### Set task
Answer these questions using the text on the nanocatalyst's textural properties below.
1. What type of behavior do the N₂ adsorption–desorption isotherms exhibit?
2. What surface area was measured for M-MCF?
3. What pore volume was reported after MMCF was modified with Pd complexes?

### Selected extract
┄┄┄┄┄┄
The textural properties of the MMCF@Thr-Pd nanocatalyst studied using N₂ adsorption/desorption analysis are reported in Table 1 and compared to a pure M-MCF. The N₂ adsorption–desorption isotherms are shown in Fig. 8. As observed, the isotherms exhibit a type IV behavior, with a hysteresis loop, that is characteristic of mesoporous materials.⁴² The surface area, pore volume, window size, and cell size of M-MCF were 285.95 m² g⁻¹, 1.01 cm³ g⁻¹, 15.01, and 25.85 nm, respectively. After the modification of MMCF with Pd complexes, the amount of N₂ adsorbed decreased significantly, and accordingly, the surface area, pore volume, window size, and cell size changed to 168.89 m² g⁻¹, 0.57 cm³ g⁻¹, 14.40, and 22.61 nm, respectively. These results confirm a fine coating of the Pd complex inside the magnetic mesocellular foams.
┄┄┄┄┄┄
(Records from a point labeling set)
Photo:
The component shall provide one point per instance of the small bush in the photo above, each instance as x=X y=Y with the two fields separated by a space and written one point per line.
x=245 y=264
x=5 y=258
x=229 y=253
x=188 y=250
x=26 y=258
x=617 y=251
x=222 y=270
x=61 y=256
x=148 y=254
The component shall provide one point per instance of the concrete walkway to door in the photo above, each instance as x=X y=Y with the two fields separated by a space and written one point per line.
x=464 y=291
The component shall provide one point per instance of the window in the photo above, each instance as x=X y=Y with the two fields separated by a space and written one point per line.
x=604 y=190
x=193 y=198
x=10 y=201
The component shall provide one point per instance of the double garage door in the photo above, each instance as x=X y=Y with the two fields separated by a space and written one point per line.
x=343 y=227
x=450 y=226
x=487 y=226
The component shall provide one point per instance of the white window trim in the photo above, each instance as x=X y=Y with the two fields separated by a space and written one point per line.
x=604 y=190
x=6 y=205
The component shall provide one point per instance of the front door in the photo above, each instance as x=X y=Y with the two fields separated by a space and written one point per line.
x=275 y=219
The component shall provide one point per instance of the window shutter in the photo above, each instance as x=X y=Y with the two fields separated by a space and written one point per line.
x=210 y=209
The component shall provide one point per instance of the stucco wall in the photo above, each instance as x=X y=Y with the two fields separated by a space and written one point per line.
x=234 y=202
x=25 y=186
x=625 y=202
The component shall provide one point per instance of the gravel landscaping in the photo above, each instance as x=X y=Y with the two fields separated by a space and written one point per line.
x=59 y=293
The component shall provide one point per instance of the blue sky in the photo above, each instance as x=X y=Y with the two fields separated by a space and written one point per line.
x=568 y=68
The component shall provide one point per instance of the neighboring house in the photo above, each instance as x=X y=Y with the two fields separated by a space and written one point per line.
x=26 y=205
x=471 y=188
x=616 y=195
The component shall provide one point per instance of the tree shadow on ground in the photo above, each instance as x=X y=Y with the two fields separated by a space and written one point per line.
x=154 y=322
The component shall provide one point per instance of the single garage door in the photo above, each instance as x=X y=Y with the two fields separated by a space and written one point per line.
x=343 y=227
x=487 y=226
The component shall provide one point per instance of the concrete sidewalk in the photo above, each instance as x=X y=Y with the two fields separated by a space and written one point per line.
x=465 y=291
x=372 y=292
┄┄┄┄┄┄
### Answer
1. Type IV behavior, with a hysteresis loop.
2. 285.95 m² g⁻¹.
3. 0.57 cm³ g⁻¹.